* START *

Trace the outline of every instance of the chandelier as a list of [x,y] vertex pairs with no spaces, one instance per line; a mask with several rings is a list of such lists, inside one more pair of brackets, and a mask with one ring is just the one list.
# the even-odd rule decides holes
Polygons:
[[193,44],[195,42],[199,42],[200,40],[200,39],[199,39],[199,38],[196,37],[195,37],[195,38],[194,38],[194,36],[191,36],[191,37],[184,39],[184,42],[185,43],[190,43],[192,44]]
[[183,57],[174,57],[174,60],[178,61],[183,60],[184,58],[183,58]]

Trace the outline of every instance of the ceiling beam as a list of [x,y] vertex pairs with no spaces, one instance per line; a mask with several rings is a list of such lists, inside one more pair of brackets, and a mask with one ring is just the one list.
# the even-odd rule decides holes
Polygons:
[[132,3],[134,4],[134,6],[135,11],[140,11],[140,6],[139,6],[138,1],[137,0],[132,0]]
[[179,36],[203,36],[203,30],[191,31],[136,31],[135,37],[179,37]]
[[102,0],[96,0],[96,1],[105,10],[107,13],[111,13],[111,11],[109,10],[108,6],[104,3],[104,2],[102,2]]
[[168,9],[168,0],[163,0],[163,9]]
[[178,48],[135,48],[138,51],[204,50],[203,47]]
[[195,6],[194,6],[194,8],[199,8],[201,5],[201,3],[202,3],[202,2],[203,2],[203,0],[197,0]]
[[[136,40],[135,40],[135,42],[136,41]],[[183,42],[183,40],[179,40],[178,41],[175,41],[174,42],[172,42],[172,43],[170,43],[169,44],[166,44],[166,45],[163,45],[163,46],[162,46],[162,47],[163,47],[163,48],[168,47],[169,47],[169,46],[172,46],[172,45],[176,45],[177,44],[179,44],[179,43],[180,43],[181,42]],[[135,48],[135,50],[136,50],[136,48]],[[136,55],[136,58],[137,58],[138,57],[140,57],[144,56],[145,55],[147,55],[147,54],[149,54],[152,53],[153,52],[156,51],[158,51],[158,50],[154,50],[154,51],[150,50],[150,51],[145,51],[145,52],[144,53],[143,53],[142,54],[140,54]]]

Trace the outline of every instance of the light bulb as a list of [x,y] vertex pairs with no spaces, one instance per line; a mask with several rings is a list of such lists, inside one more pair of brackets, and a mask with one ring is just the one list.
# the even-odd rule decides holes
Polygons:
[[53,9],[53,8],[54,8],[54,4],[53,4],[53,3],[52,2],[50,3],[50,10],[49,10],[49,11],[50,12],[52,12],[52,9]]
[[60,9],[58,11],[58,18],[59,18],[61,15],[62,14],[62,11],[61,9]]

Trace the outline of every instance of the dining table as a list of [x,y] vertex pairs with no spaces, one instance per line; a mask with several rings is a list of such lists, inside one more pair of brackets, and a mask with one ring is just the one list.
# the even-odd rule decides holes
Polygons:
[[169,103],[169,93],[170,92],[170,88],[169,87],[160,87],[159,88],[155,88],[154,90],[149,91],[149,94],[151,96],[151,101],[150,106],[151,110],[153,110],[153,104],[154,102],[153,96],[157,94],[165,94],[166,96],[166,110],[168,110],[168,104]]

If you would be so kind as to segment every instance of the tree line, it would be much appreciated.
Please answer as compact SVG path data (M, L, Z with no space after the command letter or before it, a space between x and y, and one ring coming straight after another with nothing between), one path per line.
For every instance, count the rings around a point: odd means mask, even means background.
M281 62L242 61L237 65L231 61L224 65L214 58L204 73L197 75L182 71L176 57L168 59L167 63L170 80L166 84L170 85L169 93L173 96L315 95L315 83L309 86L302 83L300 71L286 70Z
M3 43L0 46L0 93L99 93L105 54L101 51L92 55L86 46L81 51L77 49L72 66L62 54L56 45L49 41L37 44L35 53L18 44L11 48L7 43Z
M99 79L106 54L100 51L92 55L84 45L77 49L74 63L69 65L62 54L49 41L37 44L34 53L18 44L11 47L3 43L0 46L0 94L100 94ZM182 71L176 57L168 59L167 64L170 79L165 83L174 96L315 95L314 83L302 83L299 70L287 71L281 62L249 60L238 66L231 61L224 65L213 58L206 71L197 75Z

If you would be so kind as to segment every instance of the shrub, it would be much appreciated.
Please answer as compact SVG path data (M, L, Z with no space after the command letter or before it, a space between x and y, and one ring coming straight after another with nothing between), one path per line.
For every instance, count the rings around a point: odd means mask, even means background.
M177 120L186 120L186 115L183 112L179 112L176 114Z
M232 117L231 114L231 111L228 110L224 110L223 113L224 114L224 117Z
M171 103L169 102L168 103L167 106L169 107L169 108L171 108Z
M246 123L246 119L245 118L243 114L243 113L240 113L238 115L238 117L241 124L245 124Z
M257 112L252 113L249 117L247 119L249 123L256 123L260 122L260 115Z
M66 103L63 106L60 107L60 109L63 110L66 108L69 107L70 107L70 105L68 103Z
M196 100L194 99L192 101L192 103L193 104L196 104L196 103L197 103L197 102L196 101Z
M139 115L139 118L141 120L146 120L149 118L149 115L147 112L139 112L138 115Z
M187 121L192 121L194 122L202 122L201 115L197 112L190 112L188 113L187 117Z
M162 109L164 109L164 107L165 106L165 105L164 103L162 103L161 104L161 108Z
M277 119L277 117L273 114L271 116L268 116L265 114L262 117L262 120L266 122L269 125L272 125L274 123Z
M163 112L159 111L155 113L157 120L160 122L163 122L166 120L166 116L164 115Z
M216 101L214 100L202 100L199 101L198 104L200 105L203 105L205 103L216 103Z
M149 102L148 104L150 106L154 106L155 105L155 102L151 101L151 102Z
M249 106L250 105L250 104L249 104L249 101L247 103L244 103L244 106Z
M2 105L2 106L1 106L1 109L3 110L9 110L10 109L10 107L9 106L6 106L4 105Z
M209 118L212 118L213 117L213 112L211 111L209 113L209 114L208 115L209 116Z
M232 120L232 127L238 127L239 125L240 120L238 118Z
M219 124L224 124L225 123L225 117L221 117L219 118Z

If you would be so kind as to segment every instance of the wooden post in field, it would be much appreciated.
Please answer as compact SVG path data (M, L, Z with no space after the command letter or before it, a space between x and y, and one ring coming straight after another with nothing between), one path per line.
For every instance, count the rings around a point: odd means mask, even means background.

* END *

Exercise description: Rewrite all of the material above with "ceiling beam" replaced by "roof beam", leaving everything else unchanged.

Solution to the problem:
Trace the outline of every instance of the chandelier as a list of [x,y] vertex pairs with no spaces, one instance per line; a mask with several rings is a list of such lists, inside one more pair of brackets, and a mask with one ring is just the one list.
# the even-odd rule decides holes
Polygons:
[[193,44],[195,42],[199,42],[200,40],[200,39],[199,39],[199,38],[196,37],[195,37],[195,38],[194,38],[194,36],[191,36],[191,37],[184,39],[184,42],[185,43],[190,43],[192,44]]
[[183,57],[174,57],[174,60],[178,61],[183,60],[184,58],[183,58]]

Trace the outline of every instance of the roof beam as a list of [x,y] vertex pairs with no spaces, one instance per line; a mask with several rings is a list of such lists, inside one more pair of brackets, and a mask with one ring is just the one list.
# the even-odd rule decides holes
Polygons:
[[132,3],[134,4],[134,6],[135,11],[140,11],[140,6],[139,6],[138,1],[137,0],[132,0]]
[[179,36],[203,36],[203,30],[191,31],[136,31],[135,37],[179,37]]
[[102,0],[96,0],[96,1],[105,10],[107,13],[111,13],[111,11],[109,10],[108,6],[104,3],[104,2],[102,2]]
[[168,9],[168,0],[163,0],[163,9]]
[[178,48],[135,48],[138,51],[204,50],[203,47]]
[[195,6],[194,6],[194,8],[199,8],[201,5],[201,3],[202,3],[202,2],[203,2],[203,0],[197,0]]
[[[136,40],[135,40],[135,42],[136,41]],[[183,42],[183,40],[179,40],[178,41],[175,41],[174,42],[172,42],[172,43],[170,43],[169,44],[166,44],[166,45],[163,45],[163,46],[162,46],[162,47],[163,47],[163,48],[168,47],[169,47],[169,46],[172,46],[172,45],[176,45],[177,44],[179,44],[179,43],[180,43],[181,42]],[[135,48],[135,50],[136,50],[136,48]],[[136,55],[136,58],[137,58],[138,57],[140,57],[144,56],[145,55],[147,55],[147,54],[149,54],[152,53],[153,52],[156,51],[158,51],[158,50],[154,50],[154,51],[150,50],[150,51],[145,51],[145,52],[144,53],[143,53],[142,54],[140,54]]]

Trace the outline of every instance of the light bulb as a list of [x,y] vertex pairs with no spaces, one instance per line; a mask with several rings is a list of such lists, inside one more pair of brackets, and a mask with one ring is just the one list.
# the even-odd rule decides holes
Polygons:
[[53,9],[53,8],[54,8],[54,4],[53,4],[53,3],[52,2],[50,3],[50,10],[49,10],[49,11],[50,12],[52,12],[52,9]]
[[60,9],[58,11],[58,18],[59,18],[61,15],[62,14],[62,11],[61,9]]

Trace the outline of every instance of the dining table as a list of [x,y] vertex pairs with no spaces, one instance per line; a mask with several rings is a list of such lists, inside one more pair of brackets, and a mask with one ring is just the one list.
# the even-odd rule decides holes
Polygons:
[[169,103],[169,93],[170,92],[170,88],[169,87],[160,87],[159,88],[155,88],[154,90],[149,91],[149,94],[151,96],[151,101],[150,106],[151,110],[153,110],[153,104],[154,102],[153,96],[157,94],[165,94],[166,96],[166,110],[168,110],[168,104]]

If you would be so kind as to segment every instance of the tree line, it would be much appreciated.
Please answer as compact SVG path data (M, L, Z with no space after the command letter or before it, a space between x and y, and one ring coming straight after another with nothing between), one path per line.
For every instance, count the rings around a point: odd means mask, even means background.
M281 62L242 61L237 65L231 61L224 65L214 58L204 73L197 75L182 71L176 57L168 59L167 63L170 80L166 84L170 85L169 93L173 96L315 95L315 83L309 86L302 83L300 71L286 70Z
M3 43L0 46L0 93L99 93L105 54L101 51L92 55L86 46L81 51L77 49L72 66L62 54L56 45L49 41L37 44L35 53L18 44L11 48L7 43Z
M99 79L106 54L100 51L92 55L84 45L77 49L74 63L69 65L62 54L49 41L37 44L34 53L18 44L11 47L3 43L0 46L0 94L100 94ZM182 71L176 57L168 59L167 64L170 79L165 83L174 96L315 95L314 83L302 83L299 70L287 71L281 62L249 60L238 66L231 61L224 65L213 58L206 71L197 75Z

If you would be so kind as to segment every instance of the shrub, it would be much appreciated.
Please answer as compact SVG path data (M, L, Z with no space after the command letter or before it, a space between x and y, and one ring coming straight after another with nothing between), one path per line.
For every instance, count the rings around a point: odd means mask, even means background.
M177 120L186 120L186 115L183 112L179 112L176 114Z
M232 117L231 114L231 111L228 110L224 110L223 113L224 114L224 117Z
M171 103L169 102L168 103L167 106L169 107L169 108L171 108Z
M246 123L246 119L245 118L243 114L243 113L240 113L238 115L238 117L241 124L245 124Z
M257 112L252 113L249 117L247 119L249 123L256 123L260 122L260 115Z
M66 103L63 106L60 107L60 109L63 110L66 108L69 107L70 107L70 105L68 103Z
M196 100L194 99L192 101L192 103L193 104L196 104L196 103L197 103L197 102L196 101Z
M139 115L139 118L141 120L146 120L149 118L149 115L147 112L139 112L138 115Z
M187 121L192 121L194 122L202 122L201 115L197 112L190 112L188 113L187 117Z
M162 109L164 109L164 107L165 106L165 105L164 103L162 103L161 104L161 108Z
M277 119L277 117L273 114L271 116L268 116L265 114L262 117L262 120L266 122L269 125L272 125L274 123Z
M163 112L159 111L155 113L157 120L160 122L163 122L166 120L166 116L164 115Z
M216 101L214 100L202 100L199 101L198 104L200 105L203 105L205 103L216 103Z
M149 102L148 104L150 106L154 106L155 105L155 102L151 101L151 102Z
M249 106L250 105L250 104L249 104L249 101L247 103L244 103L244 106Z
M2 105L2 106L1 106L1 109L3 110L9 110L10 109L10 107L9 106L6 106L4 105Z
M209 118L212 118L213 117L213 112L211 111L209 113L209 114L208 115L209 116Z
M232 120L232 127L238 127L239 125L240 120L238 118Z
M219 124L224 124L225 123L225 117L221 117L219 118Z

If you would be so kind as to segment every instance of the wooden post in field, it would be much appreciated.
Please answer as compact SVG path data (M, L, Z with no space after the command letter or before it, a space between x and y, and one ring coming straight after another with nothing between), one path per line.
For every instance, count the rings around a point: odd means mask, even means background.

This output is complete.